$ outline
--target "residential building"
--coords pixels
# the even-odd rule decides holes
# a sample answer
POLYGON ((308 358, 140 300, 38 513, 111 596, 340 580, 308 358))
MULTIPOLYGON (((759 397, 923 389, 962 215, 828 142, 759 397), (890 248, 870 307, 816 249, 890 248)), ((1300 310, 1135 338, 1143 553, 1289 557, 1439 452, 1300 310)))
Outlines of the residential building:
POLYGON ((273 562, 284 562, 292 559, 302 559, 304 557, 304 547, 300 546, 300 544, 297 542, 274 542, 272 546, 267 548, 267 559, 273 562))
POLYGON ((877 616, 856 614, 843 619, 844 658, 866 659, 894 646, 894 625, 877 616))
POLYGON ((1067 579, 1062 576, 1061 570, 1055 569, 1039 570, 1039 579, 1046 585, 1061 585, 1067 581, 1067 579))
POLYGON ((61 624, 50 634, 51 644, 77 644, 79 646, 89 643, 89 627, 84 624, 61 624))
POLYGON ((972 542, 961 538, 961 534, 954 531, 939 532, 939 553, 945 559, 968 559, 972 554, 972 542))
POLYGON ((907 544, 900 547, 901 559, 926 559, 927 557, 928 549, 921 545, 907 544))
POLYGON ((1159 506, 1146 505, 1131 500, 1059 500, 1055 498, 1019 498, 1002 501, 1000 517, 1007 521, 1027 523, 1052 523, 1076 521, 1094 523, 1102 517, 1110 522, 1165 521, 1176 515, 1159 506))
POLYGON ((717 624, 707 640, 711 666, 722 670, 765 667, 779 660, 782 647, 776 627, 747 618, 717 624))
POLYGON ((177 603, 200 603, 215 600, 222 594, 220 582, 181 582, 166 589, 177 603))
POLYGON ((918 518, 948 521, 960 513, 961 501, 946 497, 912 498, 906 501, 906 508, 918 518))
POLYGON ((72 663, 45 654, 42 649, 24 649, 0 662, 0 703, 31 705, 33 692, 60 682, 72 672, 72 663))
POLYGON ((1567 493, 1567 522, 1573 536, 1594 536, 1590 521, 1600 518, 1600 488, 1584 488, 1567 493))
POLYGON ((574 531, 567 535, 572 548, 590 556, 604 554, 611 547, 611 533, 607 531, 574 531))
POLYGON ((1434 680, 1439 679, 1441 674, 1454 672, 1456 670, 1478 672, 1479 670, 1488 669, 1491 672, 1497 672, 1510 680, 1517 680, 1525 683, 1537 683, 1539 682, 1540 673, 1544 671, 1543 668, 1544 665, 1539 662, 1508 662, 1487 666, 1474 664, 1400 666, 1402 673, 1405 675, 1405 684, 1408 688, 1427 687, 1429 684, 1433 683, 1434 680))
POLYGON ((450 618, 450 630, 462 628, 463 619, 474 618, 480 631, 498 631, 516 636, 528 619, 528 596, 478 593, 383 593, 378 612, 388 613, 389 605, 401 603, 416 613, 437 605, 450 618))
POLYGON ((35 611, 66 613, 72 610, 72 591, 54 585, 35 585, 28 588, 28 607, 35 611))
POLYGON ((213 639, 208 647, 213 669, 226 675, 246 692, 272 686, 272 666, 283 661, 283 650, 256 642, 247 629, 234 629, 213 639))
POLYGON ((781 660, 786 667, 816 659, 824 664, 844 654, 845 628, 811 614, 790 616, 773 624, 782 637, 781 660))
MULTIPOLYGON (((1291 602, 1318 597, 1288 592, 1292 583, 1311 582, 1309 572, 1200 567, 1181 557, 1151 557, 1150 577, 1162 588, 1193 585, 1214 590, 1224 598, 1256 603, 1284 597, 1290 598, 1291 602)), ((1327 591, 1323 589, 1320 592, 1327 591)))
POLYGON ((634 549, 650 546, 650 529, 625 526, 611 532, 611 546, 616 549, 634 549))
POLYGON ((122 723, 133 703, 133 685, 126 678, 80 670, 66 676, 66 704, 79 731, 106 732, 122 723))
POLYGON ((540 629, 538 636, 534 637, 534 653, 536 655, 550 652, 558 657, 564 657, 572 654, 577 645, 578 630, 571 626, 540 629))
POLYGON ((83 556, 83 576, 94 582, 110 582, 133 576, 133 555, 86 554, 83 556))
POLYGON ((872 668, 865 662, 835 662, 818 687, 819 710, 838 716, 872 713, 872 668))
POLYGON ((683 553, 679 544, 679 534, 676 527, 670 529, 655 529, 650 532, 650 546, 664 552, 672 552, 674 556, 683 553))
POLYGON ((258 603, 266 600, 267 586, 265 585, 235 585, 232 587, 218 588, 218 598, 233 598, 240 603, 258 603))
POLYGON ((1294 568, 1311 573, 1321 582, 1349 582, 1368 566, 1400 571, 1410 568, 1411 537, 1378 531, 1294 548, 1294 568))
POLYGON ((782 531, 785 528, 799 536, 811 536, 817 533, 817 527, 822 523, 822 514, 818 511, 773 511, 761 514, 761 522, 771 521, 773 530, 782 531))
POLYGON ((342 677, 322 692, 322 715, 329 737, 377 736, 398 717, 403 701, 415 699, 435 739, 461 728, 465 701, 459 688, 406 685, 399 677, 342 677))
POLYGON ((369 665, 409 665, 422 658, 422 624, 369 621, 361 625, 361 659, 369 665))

> **Task to carry out**: From the lines above, copy those that contain the word "residential".

> **Problem solution**:
--target "residential building"
Outlines of the residential building:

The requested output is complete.